_Task instructions_: Copy out the lines of the data below verbatim. Begin at the line that contains "locate the store" and stop after the line that contains "[[23, 238, 233, 315], [0, 296, 318, 426]]".

_Input rows_:
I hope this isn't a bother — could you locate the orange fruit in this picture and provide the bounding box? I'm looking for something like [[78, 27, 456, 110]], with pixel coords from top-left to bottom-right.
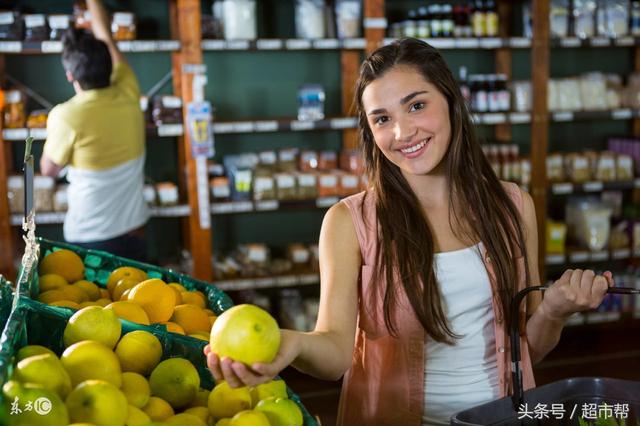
[[107, 266, 147, 293], [38, 274, 69, 293], [60, 285, 89, 303], [160, 321, 186, 334], [40, 249, 84, 283], [171, 305, 211, 334], [128, 278, 176, 323], [182, 291, 207, 309], [111, 277, 139, 300], [105, 301, 150, 325], [72, 280, 100, 301]]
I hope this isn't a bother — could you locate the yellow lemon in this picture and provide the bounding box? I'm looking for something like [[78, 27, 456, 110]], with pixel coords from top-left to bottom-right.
[[210, 304, 280, 366], [149, 358, 200, 409], [60, 340, 126, 388], [58, 285, 89, 303], [208, 380, 251, 419], [62, 306, 122, 349], [120, 371, 151, 408], [125, 404, 151, 426], [38, 274, 69, 293], [142, 396, 174, 422], [107, 266, 147, 293], [229, 410, 271, 426], [184, 407, 211, 424], [72, 280, 100, 301], [171, 305, 211, 340], [40, 249, 84, 283], [164, 413, 207, 426], [49, 300, 82, 310], [115, 330, 162, 376], [66, 380, 129, 426], [105, 301, 149, 325], [128, 278, 176, 323]]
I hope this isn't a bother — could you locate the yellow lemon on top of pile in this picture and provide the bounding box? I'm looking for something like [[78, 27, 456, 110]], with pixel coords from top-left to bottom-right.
[[210, 304, 280, 366]]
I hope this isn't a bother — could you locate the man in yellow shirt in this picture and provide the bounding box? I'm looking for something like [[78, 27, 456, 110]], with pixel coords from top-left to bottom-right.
[[40, 0, 149, 259]]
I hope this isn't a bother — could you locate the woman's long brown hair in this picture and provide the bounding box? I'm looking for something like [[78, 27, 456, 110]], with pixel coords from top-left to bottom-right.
[[355, 39, 529, 344]]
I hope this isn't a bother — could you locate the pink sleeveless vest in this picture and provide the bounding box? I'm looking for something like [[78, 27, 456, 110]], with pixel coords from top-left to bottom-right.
[[338, 183, 535, 426]]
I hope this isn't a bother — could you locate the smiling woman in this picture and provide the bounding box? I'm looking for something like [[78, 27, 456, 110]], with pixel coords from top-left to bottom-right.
[[206, 39, 612, 426]]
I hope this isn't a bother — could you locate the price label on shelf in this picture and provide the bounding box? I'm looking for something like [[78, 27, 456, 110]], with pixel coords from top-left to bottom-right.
[[552, 111, 573, 121], [313, 38, 340, 49], [291, 120, 316, 131], [255, 120, 278, 132], [591, 250, 609, 262], [551, 182, 573, 195], [226, 40, 249, 50], [256, 39, 284, 50], [509, 37, 531, 49], [0, 41, 22, 53], [40, 41, 62, 53], [582, 182, 604, 192], [611, 108, 633, 120], [569, 251, 590, 262], [200, 40, 226, 50], [329, 117, 358, 129], [285, 38, 311, 50], [613, 37, 635, 46], [590, 37, 611, 47], [611, 249, 631, 260], [560, 37, 582, 47], [455, 38, 480, 49], [342, 38, 367, 50]]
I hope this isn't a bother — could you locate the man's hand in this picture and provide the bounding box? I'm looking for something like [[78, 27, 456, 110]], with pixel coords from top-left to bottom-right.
[[87, 0, 126, 65]]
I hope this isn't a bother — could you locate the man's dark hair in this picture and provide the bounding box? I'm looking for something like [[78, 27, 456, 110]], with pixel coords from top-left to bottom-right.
[[62, 29, 112, 90]]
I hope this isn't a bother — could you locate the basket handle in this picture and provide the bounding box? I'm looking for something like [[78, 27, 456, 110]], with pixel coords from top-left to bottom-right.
[[509, 285, 640, 412]]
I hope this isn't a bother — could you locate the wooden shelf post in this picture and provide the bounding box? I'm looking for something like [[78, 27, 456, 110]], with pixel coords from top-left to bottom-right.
[[531, 0, 549, 283], [170, 0, 213, 281]]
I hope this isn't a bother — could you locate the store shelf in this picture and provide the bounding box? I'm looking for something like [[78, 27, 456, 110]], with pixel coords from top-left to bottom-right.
[[213, 117, 358, 134], [546, 249, 640, 266], [211, 197, 340, 215], [214, 273, 320, 291], [6, 40, 180, 55], [201, 38, 367, 51], [2, 124, 184, 141], [550, 179, 640, 195], [11, 204, 191, 226], [383, 37, 531, 50]]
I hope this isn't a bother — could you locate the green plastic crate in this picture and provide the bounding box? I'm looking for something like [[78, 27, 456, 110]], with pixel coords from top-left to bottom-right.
[[23, 238, 233, 315], [0, 296, 318, 426]]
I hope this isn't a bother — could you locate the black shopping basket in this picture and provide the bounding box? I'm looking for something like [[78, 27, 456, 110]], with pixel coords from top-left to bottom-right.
[[451, 286, 640, 426]]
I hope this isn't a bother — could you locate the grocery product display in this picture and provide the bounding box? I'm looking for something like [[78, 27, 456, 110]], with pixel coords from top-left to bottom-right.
[[0, 0, 640, 426]]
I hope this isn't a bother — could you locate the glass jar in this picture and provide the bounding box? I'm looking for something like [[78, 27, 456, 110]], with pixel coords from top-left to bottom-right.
[[222, 0, 258, 40], [295, 0, 326, 39], [335, 0, 362, 38], [111, 12, 136, 41], [47, 15, 71, 40]]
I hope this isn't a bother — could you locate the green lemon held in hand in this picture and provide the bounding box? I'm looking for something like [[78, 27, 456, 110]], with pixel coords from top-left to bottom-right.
[[210, 304, 280, 366]]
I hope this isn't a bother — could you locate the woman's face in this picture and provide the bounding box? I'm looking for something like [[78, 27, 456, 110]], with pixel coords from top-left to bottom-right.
[[362, 65, 451, 175]]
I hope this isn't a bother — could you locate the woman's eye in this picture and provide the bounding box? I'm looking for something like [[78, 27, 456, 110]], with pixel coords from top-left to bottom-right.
[[411, 102, 424, 111], [374, 115, 389, 125]]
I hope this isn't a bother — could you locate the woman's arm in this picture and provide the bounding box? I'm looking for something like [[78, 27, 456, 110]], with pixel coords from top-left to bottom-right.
[[522, 191, 613, 364], [205, 203, 362, 387]]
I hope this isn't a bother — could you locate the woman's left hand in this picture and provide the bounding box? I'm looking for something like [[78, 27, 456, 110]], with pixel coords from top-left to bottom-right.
[[538, 269, 614, 321]]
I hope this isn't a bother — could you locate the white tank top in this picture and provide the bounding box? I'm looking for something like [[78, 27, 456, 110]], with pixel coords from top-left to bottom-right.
[[422, 244, 499, 425]]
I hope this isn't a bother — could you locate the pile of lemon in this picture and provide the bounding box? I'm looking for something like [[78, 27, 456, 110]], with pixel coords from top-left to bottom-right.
[[38, 249, 216, 340], [2, 306, 303, 426]]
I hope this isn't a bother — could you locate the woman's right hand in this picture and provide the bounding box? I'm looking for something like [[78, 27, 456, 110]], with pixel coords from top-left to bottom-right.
[[204, 330, 303, 388]]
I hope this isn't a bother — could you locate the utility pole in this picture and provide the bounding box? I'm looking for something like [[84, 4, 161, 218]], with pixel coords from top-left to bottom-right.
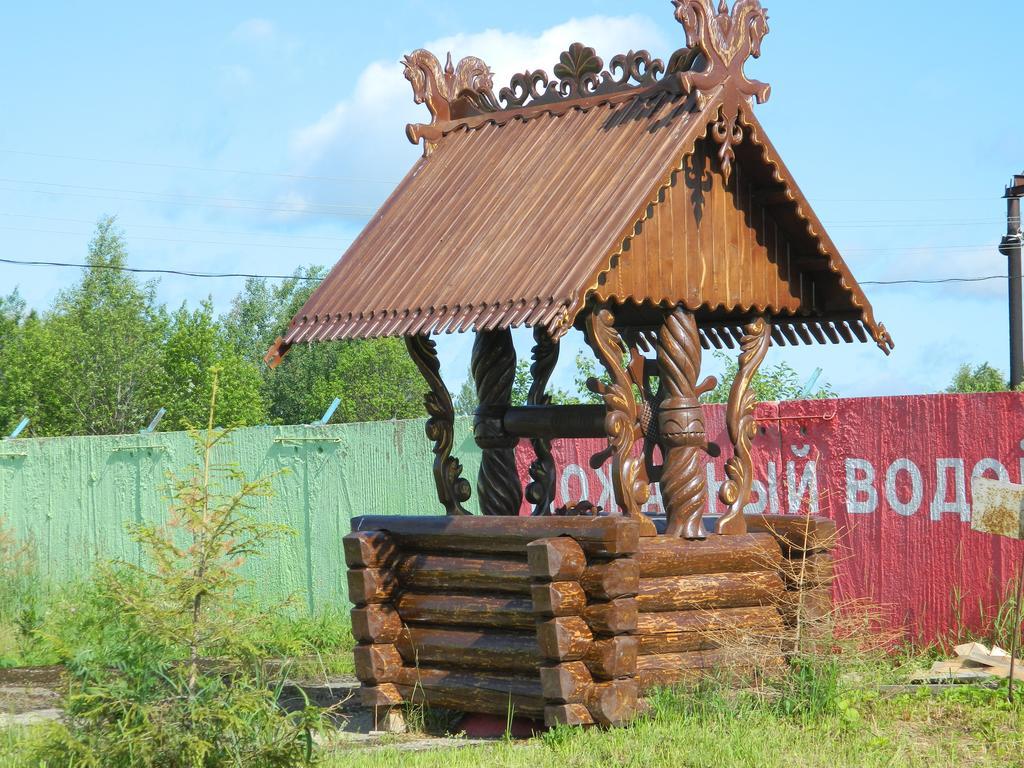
[[999, 174, 1024, 389]]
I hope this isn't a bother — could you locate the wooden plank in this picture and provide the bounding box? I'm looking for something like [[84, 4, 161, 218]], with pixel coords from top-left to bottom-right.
[[530, 582, 587, 616], [778, 587, 835, 627], [395, 667, 545, 718], [779, 552, 836, 590], [353, 645, 403, 685], [395, 626, 540, 672], [341, 530, 398, 568], [580, 557, 640, 600], [637, 571, 785, 614], [359, 683, 406, 707], [583, 597, 639, 635], [352, 516, 640, 557], [587, 680, 640, 726], [583, 635, 639, 680], [541, 662, 594, 703], [537, 616, 594, 662], [544, 703, 594, 728], [396, 554, 530, 595], [746, 515, 837, 554], [346, 568, 398, 607], [352, 605, 401, 645], [636, 534, 782, 579], [526, 537, 587, 582], [395, 592, 536, 630], [637, 606, 785, 655]]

_Solution to the problem_:
I hope this isn't a bother — could you locate the store shelf in this picture and provide the bounding box? I'm looking for something like [[78, 27, 456, 110]], with pixel coords from top-left to bottom-right.
[[213, 117, 358, 134], [546, 249, 640, 266], [211, 197, 340, 215], [214, 273, 320, 291], [6, 40, 180, 55], [201, 38, 367, 51], [2, 124, 184, 141], [550, 179, 640, 195], [11, 204, 191, 226], [383, 37, 531, 50]]
I hope this isn't a bother — could you locate the green plastic crate in this picture and provide the bounding box? I'm looking for something like [[78, 27, 456, 110]], with pixel coords from top-left to bottom-right.
[[23, 238, 233, 315], [0, 296, 318, 426]]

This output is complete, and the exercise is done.